◆ **Directive**
Please give again, word for word, the lines of the records below, starting with the line that contains "drawn like (15,193)." and going on through the end of the records.

◆ **Material for this exercise**
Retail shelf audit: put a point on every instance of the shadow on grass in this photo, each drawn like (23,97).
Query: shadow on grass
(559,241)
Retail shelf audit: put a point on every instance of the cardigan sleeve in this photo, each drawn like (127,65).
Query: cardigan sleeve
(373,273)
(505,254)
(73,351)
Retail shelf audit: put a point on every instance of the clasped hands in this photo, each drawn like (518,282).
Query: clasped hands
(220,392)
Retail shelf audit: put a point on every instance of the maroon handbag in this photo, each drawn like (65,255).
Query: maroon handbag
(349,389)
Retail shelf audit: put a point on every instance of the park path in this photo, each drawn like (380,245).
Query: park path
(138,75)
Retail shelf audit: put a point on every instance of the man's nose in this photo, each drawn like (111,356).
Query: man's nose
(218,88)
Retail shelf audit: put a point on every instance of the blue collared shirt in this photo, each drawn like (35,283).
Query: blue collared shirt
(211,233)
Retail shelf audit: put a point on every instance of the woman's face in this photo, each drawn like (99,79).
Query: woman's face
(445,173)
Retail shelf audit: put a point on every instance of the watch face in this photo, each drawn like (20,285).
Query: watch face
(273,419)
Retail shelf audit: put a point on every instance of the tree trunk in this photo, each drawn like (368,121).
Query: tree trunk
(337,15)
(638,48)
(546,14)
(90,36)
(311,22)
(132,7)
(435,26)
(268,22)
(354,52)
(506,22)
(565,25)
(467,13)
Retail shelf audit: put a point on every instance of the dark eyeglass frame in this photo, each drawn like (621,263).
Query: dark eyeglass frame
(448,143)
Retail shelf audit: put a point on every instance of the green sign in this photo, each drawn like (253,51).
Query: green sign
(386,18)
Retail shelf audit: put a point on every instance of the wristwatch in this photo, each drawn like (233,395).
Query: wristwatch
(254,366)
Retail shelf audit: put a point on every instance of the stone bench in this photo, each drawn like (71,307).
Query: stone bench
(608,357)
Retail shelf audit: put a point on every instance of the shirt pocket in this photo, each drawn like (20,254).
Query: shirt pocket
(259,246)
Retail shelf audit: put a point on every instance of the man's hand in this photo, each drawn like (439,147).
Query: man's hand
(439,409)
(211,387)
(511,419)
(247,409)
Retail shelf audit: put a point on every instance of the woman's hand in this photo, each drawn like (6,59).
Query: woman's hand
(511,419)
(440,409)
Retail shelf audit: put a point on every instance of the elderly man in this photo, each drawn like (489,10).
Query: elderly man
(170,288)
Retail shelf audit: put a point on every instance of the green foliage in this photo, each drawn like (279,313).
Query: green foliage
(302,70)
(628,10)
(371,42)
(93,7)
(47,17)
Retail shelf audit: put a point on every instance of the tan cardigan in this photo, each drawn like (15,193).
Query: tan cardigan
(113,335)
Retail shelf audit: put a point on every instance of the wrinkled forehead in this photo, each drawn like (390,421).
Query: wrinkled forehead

◆ **Exercise output**
Retail shelf audit: put a point on every instance of the tan cardigan in this photo, each drawn like (15,193).
Query: tan cardigan
(113,335)
Retail shelf audit: put a point on every instance of the wrinkled forehead in this photo, each drawn like (390,421).
Query: wrinkled forehead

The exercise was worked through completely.